Conformément à la demande de M. [U] [B] et infirmant le jugement sur ce point , il y a lieu de juger qu'il est titulaire d'un bail commercial relatif à ce fonds de commerce à compter du 1er novembre 2015.
La cour fait droit également à la demande de M. [U] [B] de dire que la clause suivante, issue de la convention d'occupation précaire du 30 octobre 2015, est réputée non écrite : 'cette occupation ne donne pas lieu à la création d'un fonds de commerce'
3-les demandes de M. [U] [B] en inopposabilité et en annulation de la délibération du 28 juin 2020 du conseil municipal de la commune de [Localité 8] et des cinq conventions d'occupation précaire
Tout d'abord, concernant la demande d'annulation de la délibération du 28 juin 2020 du conseil général de la commune de [Localité 8], la cour ne saurait faire droit à une telle demande, M. [U] [B] ne produisant pas la délibération critiquée.
Seul un projet de délibération est produit, ce qui n'est pas pareil.Le projet indique que Monsieur le Maire de la commune de [Localité 8] propose au conseil municipal de bien vouloir approuver le choix d'attribuer au candidat Chic By le [Adresse 7], l'autorisation d'occupation temporaire du restaurant la buvette, pour une durée de 6 ans, à compter du 1er novembre 2020 jusqu'au 30 octobre 2026.
En outre, alors que cette délibération dont l'annulation est demandée par M. [U] [B], concernerait également le candidat Chic By le [Adresse 7] (représenté par M. [F] [X] et par M. [D] [I]), cette dernière n'a jamais été mise en cause dans le cadre cette procédure.
La cour rejette la demande de M. [U] [B] d'annulation et en inopposabilité de la délibération du 28 juin 2020 du conseil municipal de la commune de [Localité 8].
Ensuite, concernant l'action de M. [U] [B] en inopposabilité et en annulation des cinq conventions d'occupation précaires, la commune de [Localité 8] oppose une fin de non-recevoir tirée de la prescription biennale édictée à l'article L 145-60 du code de commerce précédemment reproduit.
M. [U] [B] ne contestant pas que la prescription biennale est applicable à ses actions en annulation et en inopposabilité des cinq conventions d'occupation précaire, la cour est tenue de se prononcer, sur la recevabilité , au regard de ce délai particulier de deux années.
S'agissant de la dernière convention d'occupation précaire, conclue le 30 octobre 2015 (et qui a été requalifiée en un bail commercial), la cour a d'ores et déjà estimé qu'aucune fin de non-recevoir tirée de la prescription biennale ne pouvait être opposée à M. [U] [B], compte tenu de la fraude commise par la commune de [Localité 8], qui a suspendu le délai de prescription, jusqu'au 1er novembre 2020.
L'action en annulation et en inopposabilité de M. [U] [B] est donc recevable, concernant la convention d'occupation précaire du 30 octobre 2015. Néanmoins, sur le fond, une telle convention n'est ni nulle, ni inopposable, ayant seulement été précédemment requalifiée , par la cour, en un bail commercial à compter du 1er novembre 2015.

------------

● CONSIGNES:
- 1) D'après l'extrait, pour quelle durée le projet de délibération propose-t-il d'attribuer l'autorisation d'occupation temporaire du restaurant la buvette ?
- 2) Reformulez sous forme de liste le paragraphe de l'extrait qui commence par « S'agissant de la dernière convention », en conservant ses faits principaux.

Entrées de données enregistrées:
------------

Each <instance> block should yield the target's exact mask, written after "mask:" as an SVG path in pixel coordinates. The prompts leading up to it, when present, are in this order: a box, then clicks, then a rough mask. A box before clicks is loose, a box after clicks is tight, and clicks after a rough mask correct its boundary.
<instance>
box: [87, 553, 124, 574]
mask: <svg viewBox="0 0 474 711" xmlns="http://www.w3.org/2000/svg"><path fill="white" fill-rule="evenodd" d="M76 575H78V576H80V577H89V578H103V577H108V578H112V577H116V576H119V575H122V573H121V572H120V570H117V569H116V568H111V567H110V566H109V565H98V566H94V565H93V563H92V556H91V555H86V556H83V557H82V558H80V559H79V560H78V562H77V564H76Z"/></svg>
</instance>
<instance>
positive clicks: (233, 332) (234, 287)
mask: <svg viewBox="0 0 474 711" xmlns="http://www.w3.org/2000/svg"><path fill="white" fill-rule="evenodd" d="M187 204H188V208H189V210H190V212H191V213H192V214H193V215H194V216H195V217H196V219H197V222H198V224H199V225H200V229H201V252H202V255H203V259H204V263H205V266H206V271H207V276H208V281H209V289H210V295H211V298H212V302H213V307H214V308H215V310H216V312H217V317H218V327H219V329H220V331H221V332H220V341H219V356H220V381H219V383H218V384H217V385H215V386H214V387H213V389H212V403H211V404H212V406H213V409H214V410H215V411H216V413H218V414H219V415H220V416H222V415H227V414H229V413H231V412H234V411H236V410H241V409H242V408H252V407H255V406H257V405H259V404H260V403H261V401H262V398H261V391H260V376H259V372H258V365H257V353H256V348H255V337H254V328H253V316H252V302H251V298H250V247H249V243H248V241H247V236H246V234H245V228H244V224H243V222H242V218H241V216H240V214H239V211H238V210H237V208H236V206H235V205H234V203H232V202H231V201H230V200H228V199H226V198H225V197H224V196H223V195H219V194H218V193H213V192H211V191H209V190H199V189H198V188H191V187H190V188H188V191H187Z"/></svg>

------------

● RÉPONSES ATTENDUES:
- 1) Pour une durée de 6 ans, du 1er novembre 2020 au 30 octobre 2026.

- 2)
- La dernière convention d'occupation précaire a été conclue le 30 octobre 2015 et requalifiée en bail commercial.
- La cour a déjà estimé qu'aucune fin de non-recevoir tirée de la prescription biennale ne pouvait être opposée à M. [U] [B].
- Cela s'explique par la fraude commise par la commune de [Localité 8], qui a suspendu le délai de prescription jusqu'au 1er novembre 2020.